[Data items]
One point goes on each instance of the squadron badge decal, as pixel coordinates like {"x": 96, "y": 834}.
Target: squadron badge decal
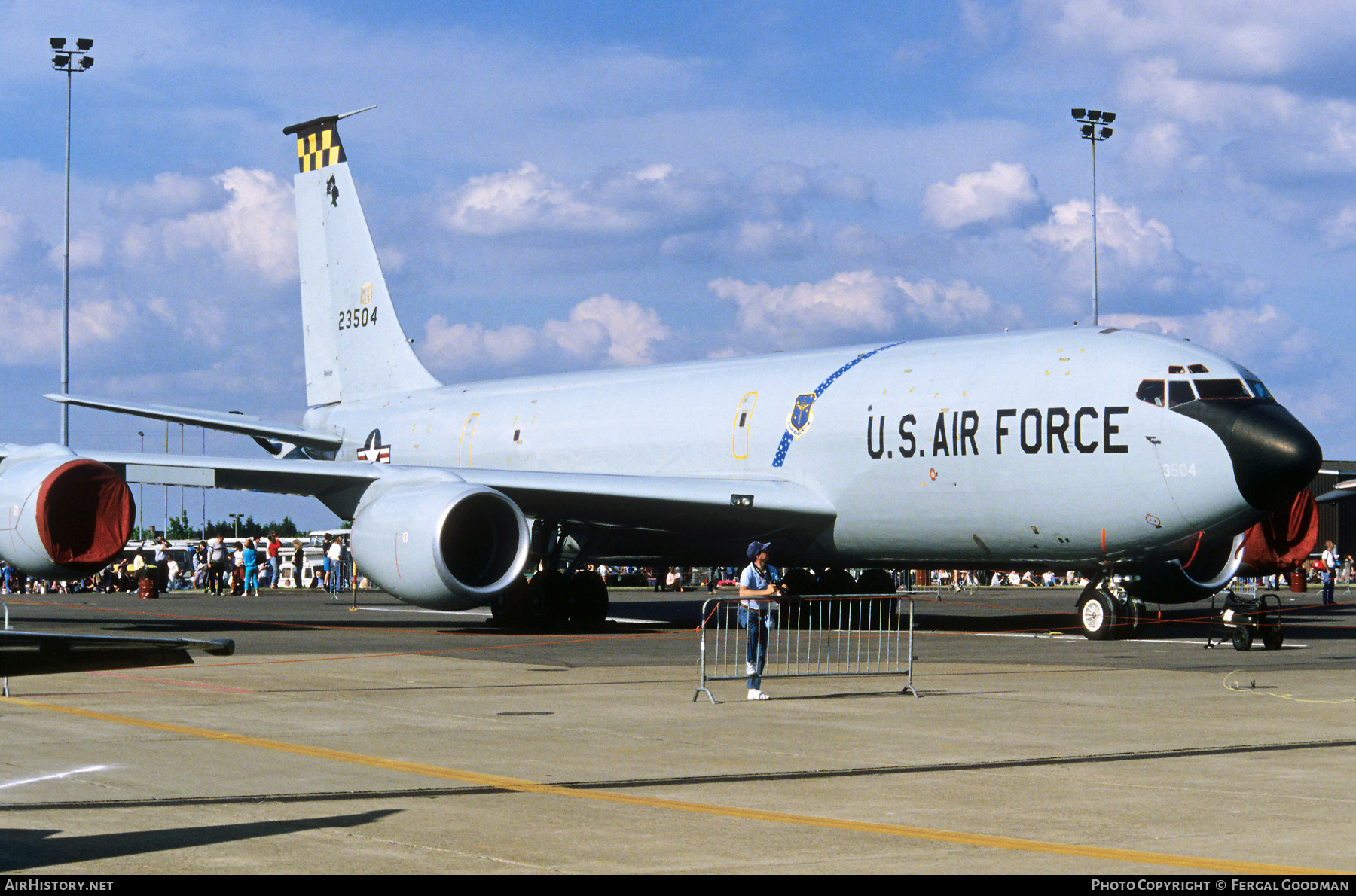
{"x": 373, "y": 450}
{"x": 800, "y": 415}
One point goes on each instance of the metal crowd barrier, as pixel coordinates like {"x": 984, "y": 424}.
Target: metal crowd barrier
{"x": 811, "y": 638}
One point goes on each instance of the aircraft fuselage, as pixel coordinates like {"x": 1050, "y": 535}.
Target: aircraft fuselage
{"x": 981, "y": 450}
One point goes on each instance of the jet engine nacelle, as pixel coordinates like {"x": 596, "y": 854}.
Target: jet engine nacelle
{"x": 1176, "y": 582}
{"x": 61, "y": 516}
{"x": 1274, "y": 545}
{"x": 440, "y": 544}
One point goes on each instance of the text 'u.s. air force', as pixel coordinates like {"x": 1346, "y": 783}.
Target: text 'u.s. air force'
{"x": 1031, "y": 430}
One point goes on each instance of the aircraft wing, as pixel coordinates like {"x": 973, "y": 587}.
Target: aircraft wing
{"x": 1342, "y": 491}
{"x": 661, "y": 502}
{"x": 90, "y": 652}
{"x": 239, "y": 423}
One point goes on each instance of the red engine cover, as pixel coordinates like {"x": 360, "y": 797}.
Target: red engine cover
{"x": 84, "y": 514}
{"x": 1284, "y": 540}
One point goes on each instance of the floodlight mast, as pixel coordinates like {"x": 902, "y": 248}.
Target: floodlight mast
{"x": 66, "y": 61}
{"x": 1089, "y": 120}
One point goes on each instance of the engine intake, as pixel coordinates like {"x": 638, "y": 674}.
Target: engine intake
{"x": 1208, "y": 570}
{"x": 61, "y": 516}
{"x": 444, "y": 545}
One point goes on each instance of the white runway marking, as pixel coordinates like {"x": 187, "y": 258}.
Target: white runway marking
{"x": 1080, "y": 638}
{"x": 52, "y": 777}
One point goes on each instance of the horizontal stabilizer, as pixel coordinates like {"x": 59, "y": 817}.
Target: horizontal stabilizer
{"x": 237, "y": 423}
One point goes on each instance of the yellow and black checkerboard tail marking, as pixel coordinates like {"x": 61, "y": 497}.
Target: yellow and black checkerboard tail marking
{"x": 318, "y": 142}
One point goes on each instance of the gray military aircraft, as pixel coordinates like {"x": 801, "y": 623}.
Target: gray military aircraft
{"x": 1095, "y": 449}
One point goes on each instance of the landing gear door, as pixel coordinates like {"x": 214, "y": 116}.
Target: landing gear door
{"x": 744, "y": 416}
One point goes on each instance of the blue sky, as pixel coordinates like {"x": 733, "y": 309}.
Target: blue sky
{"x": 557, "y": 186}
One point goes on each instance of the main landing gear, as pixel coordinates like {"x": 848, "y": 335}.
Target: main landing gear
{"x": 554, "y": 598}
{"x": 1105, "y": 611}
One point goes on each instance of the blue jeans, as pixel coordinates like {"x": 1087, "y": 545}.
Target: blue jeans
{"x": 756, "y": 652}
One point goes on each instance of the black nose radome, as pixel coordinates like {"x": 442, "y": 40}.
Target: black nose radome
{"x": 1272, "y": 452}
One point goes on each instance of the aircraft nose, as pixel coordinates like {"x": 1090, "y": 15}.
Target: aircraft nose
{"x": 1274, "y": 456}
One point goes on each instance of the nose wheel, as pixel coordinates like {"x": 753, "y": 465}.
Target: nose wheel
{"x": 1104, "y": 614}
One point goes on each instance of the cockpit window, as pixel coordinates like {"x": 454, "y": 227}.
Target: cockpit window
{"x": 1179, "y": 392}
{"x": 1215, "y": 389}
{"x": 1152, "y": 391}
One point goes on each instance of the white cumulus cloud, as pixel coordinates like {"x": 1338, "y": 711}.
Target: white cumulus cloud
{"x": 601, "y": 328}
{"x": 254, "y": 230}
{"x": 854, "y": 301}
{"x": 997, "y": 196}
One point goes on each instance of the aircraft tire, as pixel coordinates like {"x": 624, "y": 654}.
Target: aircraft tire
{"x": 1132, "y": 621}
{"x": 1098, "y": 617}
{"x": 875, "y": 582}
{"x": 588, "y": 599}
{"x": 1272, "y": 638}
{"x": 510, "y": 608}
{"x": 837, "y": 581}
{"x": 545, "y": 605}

==

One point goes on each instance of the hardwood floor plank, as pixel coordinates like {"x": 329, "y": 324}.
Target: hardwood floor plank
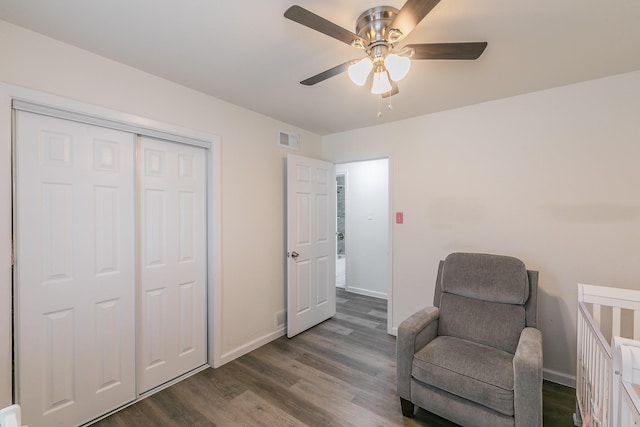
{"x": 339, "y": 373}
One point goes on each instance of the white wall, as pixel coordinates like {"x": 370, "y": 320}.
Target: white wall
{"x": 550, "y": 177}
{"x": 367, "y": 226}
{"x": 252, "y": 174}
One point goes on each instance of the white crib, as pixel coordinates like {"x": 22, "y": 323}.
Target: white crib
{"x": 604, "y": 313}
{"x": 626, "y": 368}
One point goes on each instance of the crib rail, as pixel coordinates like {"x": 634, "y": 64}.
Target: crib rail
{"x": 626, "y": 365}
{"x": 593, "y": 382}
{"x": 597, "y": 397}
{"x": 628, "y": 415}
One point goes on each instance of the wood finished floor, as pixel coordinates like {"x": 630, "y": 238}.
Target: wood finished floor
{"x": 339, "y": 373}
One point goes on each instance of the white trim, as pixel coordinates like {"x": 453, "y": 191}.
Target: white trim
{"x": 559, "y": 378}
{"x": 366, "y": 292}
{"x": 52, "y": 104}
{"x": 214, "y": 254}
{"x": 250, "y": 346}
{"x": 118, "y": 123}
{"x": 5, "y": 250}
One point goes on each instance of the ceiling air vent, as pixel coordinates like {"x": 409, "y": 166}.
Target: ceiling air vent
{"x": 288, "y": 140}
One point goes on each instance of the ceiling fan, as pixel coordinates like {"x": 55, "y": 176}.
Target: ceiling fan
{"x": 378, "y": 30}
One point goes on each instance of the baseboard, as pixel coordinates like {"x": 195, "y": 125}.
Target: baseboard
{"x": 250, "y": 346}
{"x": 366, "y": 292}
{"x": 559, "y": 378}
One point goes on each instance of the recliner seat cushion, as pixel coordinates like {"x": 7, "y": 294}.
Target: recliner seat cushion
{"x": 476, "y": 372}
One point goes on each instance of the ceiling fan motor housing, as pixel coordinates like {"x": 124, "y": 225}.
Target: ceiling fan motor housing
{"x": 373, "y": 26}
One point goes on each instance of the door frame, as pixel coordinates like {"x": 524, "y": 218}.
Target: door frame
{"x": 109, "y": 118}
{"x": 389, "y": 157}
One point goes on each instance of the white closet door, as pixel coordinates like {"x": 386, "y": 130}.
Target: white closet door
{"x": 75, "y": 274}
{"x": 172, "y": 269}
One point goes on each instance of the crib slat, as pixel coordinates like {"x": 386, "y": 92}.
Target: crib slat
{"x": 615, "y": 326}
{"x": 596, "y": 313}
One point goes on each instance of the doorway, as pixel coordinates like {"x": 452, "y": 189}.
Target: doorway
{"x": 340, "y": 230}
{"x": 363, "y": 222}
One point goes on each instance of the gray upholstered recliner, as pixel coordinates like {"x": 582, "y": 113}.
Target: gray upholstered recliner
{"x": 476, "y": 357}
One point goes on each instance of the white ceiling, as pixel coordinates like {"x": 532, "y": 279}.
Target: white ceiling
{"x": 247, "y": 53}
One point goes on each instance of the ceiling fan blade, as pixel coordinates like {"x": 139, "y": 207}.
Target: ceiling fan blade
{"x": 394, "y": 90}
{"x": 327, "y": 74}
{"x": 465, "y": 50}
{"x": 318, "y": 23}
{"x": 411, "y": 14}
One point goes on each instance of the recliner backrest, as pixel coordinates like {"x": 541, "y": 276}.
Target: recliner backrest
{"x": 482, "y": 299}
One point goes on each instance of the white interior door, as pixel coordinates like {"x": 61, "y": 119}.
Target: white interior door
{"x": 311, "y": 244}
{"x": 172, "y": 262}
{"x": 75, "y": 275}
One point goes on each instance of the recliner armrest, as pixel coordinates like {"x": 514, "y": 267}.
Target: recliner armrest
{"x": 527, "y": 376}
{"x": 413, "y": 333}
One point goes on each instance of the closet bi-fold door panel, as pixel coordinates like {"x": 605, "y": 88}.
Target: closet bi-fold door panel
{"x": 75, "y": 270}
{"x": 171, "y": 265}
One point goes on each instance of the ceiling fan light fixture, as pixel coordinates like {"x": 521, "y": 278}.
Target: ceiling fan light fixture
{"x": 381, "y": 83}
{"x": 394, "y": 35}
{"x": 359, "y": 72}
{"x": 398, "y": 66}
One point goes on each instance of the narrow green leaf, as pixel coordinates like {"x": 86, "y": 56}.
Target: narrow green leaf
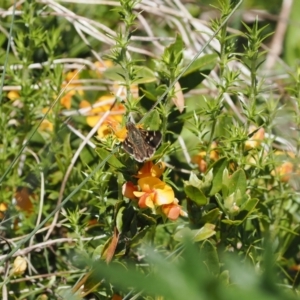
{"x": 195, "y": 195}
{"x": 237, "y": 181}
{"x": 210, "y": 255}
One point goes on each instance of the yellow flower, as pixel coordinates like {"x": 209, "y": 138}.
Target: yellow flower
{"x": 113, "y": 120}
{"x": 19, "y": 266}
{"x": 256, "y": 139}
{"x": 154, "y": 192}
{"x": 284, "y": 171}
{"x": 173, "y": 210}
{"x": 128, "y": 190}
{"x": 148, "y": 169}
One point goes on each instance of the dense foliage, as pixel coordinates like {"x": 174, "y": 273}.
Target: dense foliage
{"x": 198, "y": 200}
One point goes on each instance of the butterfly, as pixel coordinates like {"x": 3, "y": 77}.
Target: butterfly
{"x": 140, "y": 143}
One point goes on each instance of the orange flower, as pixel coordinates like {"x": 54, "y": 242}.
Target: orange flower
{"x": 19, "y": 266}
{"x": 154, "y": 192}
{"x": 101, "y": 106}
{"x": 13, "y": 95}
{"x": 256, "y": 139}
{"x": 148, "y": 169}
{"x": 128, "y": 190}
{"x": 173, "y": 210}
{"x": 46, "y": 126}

==

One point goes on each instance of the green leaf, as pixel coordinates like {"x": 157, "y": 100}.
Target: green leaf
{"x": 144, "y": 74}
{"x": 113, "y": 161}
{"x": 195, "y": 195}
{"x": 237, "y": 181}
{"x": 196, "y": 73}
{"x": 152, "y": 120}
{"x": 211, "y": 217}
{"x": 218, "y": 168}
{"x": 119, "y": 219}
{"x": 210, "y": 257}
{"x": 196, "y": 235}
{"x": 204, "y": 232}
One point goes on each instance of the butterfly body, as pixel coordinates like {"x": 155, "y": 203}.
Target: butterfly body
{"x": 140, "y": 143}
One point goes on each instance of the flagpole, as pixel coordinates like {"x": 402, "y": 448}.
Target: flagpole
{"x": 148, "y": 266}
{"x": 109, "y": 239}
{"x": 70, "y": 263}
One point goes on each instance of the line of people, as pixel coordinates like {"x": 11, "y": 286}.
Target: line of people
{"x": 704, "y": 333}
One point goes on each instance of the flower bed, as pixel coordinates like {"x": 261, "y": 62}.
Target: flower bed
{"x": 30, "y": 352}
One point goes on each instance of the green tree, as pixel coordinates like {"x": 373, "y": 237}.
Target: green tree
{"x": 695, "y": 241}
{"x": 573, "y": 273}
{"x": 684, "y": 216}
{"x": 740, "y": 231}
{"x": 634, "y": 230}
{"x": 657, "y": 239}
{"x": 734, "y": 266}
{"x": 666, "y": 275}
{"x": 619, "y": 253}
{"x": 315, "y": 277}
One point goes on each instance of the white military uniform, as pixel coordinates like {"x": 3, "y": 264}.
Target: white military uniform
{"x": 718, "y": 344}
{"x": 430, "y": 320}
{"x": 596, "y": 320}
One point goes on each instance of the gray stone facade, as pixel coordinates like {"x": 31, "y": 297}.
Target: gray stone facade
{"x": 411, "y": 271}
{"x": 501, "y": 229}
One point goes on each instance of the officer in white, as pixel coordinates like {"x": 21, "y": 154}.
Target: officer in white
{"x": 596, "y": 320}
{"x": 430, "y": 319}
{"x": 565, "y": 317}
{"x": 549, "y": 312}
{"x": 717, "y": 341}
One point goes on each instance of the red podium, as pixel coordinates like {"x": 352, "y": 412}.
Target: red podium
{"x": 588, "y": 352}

EXERCISE GOAL -
Repeat word for word the lines above that run from the line containing "Target: ceiling fan motor housing" through the line containing "fan blade, as", both ends included, and nothing else.

TASK OUTPUT -
Target: ceiling fan motor housing
{"x": 373, "y": 26}
One point goes on each instance of the door frame, as pixel coordinates like {"x": 524, "y": 218}.
Target: door frame
{"x": 109, "y": 118}
{"x": 389, "y": 157}
One point goes on each instance of the white closet door, as pixel coordinates like {"x": 386, "y": 130}.
Target: white closet door
{"x": 75, "y": 274}
{"x": 172, "y": 269}
One point goes on each instance of the crib slat, as pixel coordinates like {"x": 386, "y": 92}.
Target: crib slat
{"x": 615, "y": 326}
{"x": 596, "y": 313}
One point goes on each instance of the doorway, as pixel coordinates like {"x": 452, "y": 189}.
Target: doorway
{"x": 340, "y": 230}
{"x": 363, "y": 222}
One point goes on each instance of the gray upholstered recliner, as pixel coordinates like {"x": 582, "y": 113}.
Target: gray upholstered recliner
{"x": 476, "y": 357}
One point goes on each instance of the white ceiling, as pixel coordinates like {"x": 532, "y": 279}.
Target: white ceiling
{"x": 247, "y": 53}
One point goes on each instance of the ceiling fan blade, as pixel coordinates like {"x": 139, "y": 207}.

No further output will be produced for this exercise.